— TEXT BLOCK —
PERFORMANCE FEE SCHEDULE

 

The funds are subject to a performance fee. A performance fee, or fulcrum fee, is typically designed to reward the Adviser for fund performance that exceeds a fund’s designated benchmark or penalize the Adviser for fund performance which is lower than a fund’s designated benchmark. A fund’s cumulative performance is compared to that of its designated benchmark over a 12-month rolling period. If a fund’s cumulative performance falls below its designated benchmark by 5% or more, the base advisory fee will be decreased by 0.25%. When the difference between a fund’s performance and the performance of its designated benchmark is less than 5% (this is known as the hurdle rate), there will be no adjustment to the base advisory fee. This is often referred to as the null zone. If a fund’s cumulative performance exceeds by 5% or more (hurdle rate) the performance of its designated benchmark, the base advisory fee for the fund will be increased by 0.25%.

 

At a special meeting of shareholders of the World Precious Minerals Fund held on March 8, 2024, the shareholders of the World Precious Minerals Fund approved the elimination of the performance adjustment, effective April 1, 2024. At a special meeting of the shareholders of the Global Luxury Goods Fund and Gold and Precious Metals Fund held on March 28, 2024, the shareholders of the Global Luxury Goods Fund and Gold and Precious Metals Fund each approved the elimination of the performance adjustment, effective April 1, 2024. At a special meeting of shareholders of the Global Resources Fund held on May 24, 2024, the shareholders of the Global Resources Fund approved the elimination of the performance adjustment, effective June 1, 2024.

— DATA SECTION —
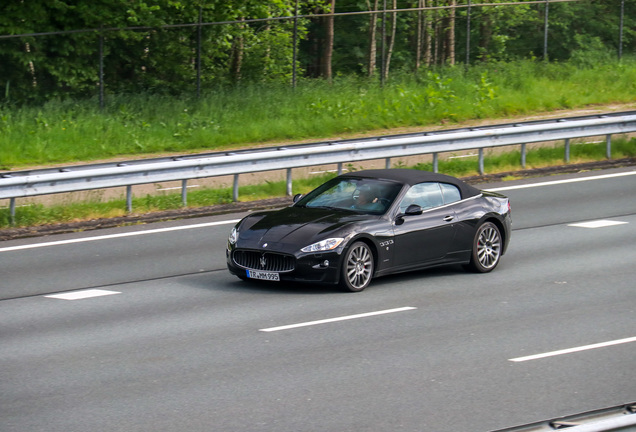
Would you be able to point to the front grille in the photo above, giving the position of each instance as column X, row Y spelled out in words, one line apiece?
column 265, row 261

— GIVEN INSTRUCTION A —
From the performance fee schedule above, reproduce the stretch from "At a special meeting of shareholders of the World" through "June 1, 2024.".
— GIVEN INSTRUCTION B —
List every fund whose shareholders approved eliminating the performance adjustment, according to the performance fee schedule above.

— FULL SOLUTION A —
At a special meeting of shareholders of the World Precious Minerals Fund held on March 8, 2024, the shareholders of the World Precious Minerals Fund approved the elimination of the performance adjustment, effective April 1, 2024. At a special meeting of the shareholders of the Global Luxury Goods Fund and Gold and Precious Metals Fund held on March 28, 2024, the shareholders of the Global Luxury Goods Fund and Gold and Precious Metals Fund each approved the elimination of the performance adjustment, effective April 1, 2024. At a special meeting of shareholders of the Global Resources Fund held on May 24, 2024, the shareholders of the Global Resources Fund approved the elimination of the performance adjustment, effective June 1, 2024.

— FULL SOLUTION B —
World Precious Minerals Fund
Global Luxury Goods Fund
Gold and Precious Metals Fund
Global Resources Fund